GOALS:
a - Edit the book review by repeating the stretch from "Book Review: Dear" through "the last page." with "abrasive" changed to "harsh".
b - Answer these questions from the book review:
(i) How many pages long is Dear Ted?
(ii) On which website does Vodicka write about her intentions behind the book?
(iii) Which serial killer do the poems center around?
c - Condense the paragraph of the book review that begins "I had to sit on Dear Ted" while keeping its main facts.

Book Review: Dear Ted by Kim Vodicka
Joseph Edwin Haeger reviews Dear Ted by Kim Vodicka. (Really Serious Literature)
I had to sit on Dear Ted for a couple days after finishing it. It’s a raw, abrasive, and brutal collection of poems, all centering around a woman giving herself to the infamous serial killer, Ted Bundy. It’s a frank look at sexualization and the violence that men tend to bring to it. The 200-page book is unrelenting and that’s probably why I needed to take a minute to process it—it didn’t seem like I had a chance to take a breath until I turned the last page.
On the Really Serious Literature website, Vodicka writes about her intentions behind Dear Ted. She wanted to write a “long ‘letter’ to Bundy, or someone like him, or others like them, but it’s not about them. It’s about de-centering, disarming, and dismantling them.”

Position annotation records:
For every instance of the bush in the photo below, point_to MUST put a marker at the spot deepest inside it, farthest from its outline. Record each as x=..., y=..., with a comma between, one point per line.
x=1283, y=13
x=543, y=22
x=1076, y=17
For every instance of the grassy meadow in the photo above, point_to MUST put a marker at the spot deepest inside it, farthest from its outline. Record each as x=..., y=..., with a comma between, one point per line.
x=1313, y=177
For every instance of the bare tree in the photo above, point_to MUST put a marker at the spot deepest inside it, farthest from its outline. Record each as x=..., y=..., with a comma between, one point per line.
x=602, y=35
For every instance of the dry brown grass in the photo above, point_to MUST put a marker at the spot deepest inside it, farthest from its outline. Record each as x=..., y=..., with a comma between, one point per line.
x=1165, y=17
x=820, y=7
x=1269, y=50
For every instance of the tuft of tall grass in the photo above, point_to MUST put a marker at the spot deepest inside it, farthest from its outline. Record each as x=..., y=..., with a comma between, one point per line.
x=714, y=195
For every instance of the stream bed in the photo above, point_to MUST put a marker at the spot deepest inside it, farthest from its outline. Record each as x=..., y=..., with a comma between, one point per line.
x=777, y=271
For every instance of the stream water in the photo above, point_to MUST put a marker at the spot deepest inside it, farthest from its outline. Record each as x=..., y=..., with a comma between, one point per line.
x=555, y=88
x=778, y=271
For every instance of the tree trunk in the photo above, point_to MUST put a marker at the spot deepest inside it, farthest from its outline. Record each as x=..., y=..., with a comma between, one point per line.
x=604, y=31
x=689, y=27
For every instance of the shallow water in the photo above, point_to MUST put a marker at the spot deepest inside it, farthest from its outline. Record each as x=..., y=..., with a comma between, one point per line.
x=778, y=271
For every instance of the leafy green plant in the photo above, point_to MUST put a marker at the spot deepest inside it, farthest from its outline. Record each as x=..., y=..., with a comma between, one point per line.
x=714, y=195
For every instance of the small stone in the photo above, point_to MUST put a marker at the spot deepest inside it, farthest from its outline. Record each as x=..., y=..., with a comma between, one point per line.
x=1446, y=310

TASK SOLUTIONS:
a -
Book Review: Dear Ted by Kim Vodicka
Joseph Edwin Haeger reviews Dear Ted by Kim Vodicka. (Really Serious Literature)
I had to sit on Dear Ted for a couple days after finishing it. It’s a raw, harsh, and brutal collection of poems, all centering around a woman giving herself to the infamous serial killer, Ted Bundy. It’s a frank look at sexualization and the violence that men tend to bring to it. The 200-page book is unrelenting and that’s probably why I needed to take a minute to process it—it didn’t seem like I had a chance to take a breath until I turned the last page.

b -
(i) 200 pages
(ii) Really Serious Literature
(iii) Ted Bundy

c - After finishing Dear Ted, I needed a couple of days to process it. The 200-page poetry collection is raw, abrasive, and brutal. It centers on a woman giving herself to serial killer Ted Bundy and looks frankly at sexualization and the violence men bring to it. It is so unrelenting that there was no chance to take a breath until the last page.